TASK OBJECTIVE ::
Show each line of the entries below that contains the word "vase", matching case exactly.

[Excerpts from a point labeling dataset]
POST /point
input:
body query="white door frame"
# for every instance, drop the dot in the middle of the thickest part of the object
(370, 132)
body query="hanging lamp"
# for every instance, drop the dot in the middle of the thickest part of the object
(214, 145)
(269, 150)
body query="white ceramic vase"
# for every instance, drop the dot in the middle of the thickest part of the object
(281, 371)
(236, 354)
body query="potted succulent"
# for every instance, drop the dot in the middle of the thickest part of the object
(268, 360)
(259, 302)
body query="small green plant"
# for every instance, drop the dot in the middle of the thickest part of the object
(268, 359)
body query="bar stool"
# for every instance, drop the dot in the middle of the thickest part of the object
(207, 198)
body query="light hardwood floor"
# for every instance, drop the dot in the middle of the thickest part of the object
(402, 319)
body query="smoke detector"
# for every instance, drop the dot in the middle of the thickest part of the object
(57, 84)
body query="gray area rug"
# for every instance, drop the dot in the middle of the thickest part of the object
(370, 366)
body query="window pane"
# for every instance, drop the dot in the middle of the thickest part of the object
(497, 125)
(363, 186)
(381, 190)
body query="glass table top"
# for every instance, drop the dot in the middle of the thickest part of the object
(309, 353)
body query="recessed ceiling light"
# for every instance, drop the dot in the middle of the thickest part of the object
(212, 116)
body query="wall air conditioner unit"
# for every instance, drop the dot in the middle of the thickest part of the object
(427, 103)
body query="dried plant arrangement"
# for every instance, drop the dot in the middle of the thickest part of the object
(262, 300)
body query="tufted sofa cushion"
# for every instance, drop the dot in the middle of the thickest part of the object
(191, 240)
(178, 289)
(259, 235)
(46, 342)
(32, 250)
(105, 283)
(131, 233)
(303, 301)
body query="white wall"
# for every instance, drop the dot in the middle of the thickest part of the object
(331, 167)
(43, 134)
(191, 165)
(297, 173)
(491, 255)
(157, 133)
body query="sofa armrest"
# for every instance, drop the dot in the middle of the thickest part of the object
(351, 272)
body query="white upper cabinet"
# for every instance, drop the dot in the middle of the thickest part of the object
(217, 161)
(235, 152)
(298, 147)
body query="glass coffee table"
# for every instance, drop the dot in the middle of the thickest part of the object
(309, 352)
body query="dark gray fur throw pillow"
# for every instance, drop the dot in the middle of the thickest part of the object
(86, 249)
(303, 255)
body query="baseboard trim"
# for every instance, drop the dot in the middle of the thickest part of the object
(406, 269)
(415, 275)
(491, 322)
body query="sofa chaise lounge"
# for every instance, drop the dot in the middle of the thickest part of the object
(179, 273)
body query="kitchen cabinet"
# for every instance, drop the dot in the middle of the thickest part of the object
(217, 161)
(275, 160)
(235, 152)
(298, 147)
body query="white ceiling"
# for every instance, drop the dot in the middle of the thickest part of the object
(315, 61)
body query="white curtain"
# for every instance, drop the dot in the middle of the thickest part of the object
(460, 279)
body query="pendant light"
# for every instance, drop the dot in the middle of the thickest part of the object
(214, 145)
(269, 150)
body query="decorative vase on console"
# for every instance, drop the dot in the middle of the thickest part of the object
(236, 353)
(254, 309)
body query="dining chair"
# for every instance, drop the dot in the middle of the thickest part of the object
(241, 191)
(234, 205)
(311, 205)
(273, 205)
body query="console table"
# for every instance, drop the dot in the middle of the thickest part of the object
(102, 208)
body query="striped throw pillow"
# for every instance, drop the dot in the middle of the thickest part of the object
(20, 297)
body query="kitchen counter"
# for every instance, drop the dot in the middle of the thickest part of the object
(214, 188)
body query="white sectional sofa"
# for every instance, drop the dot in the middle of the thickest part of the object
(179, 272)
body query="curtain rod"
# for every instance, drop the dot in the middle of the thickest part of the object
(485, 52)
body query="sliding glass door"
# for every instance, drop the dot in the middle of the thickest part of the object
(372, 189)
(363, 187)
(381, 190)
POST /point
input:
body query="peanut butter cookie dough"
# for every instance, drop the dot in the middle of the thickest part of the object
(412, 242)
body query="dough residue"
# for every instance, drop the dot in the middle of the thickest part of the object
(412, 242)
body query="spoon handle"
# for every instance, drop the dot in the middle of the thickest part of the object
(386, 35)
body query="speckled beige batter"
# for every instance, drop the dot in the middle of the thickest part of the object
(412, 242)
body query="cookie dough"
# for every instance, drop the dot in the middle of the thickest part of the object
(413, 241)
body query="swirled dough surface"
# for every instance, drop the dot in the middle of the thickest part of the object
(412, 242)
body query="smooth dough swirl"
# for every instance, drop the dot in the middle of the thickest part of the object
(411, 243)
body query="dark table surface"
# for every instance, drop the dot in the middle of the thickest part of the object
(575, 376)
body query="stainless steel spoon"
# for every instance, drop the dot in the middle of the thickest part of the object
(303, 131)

THE RESPONSE ::
body query="white ceramic vase"
body query="decorative vase on console"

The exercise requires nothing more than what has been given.